*Input records*.
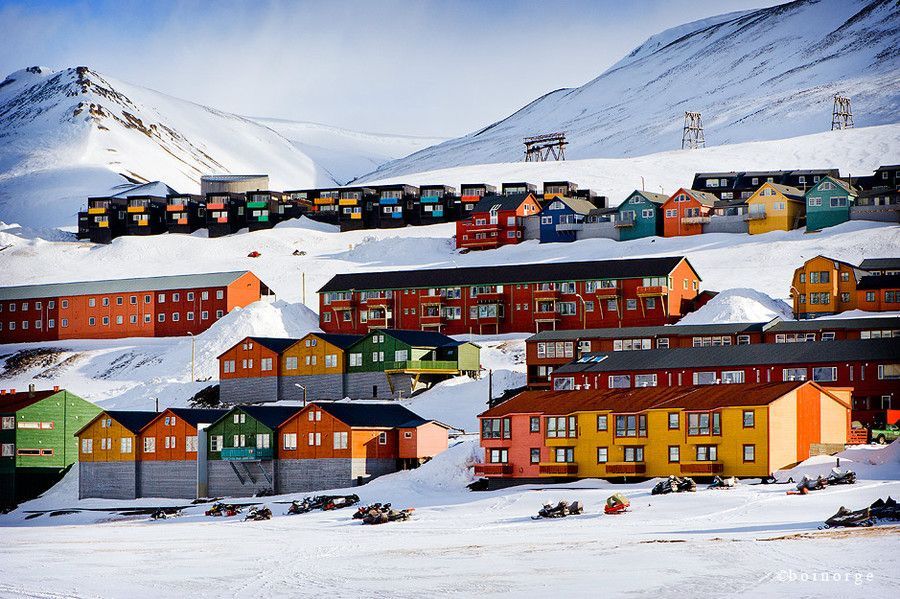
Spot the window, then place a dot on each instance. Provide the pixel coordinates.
* * *
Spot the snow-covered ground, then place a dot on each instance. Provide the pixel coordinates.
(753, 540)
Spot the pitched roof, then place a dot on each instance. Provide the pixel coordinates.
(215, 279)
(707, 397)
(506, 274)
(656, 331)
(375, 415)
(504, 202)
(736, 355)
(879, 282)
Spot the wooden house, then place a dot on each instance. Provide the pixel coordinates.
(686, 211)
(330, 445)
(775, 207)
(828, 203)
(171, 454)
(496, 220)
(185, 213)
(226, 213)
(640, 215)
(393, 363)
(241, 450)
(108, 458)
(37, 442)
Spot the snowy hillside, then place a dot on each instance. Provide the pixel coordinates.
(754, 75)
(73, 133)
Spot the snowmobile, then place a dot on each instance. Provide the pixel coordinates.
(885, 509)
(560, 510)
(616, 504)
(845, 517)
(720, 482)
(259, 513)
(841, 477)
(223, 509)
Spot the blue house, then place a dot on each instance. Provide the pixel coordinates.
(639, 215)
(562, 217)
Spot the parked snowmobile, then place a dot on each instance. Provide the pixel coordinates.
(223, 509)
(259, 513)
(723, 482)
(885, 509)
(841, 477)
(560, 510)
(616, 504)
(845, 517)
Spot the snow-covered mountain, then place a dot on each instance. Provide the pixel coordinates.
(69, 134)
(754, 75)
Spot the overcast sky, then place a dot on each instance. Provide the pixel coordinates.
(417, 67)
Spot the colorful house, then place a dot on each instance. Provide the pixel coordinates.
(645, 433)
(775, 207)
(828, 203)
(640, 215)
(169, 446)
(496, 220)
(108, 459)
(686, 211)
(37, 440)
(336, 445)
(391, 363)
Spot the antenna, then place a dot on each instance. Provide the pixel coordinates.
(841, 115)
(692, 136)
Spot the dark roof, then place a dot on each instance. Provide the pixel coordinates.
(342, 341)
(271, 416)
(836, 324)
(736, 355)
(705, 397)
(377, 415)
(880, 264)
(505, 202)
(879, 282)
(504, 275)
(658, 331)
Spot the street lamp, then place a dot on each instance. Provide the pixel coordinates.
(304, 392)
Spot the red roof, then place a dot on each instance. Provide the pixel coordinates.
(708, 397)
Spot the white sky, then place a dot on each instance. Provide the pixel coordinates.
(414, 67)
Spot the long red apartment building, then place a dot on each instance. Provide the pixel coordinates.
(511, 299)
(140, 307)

*What is required*. Select every line above that includes the word "house", counting uppercase and lowercase letters as different.

*Worked solution*.
Spot the wooden house, then place a dot on each instance. Provide the pixel coordinates.
Spot the blue house, then place a dot on each instance. Provide the pixel coordinates.
Spot the colorful house, then place a dot on each instance. Provide the pixel coordinates.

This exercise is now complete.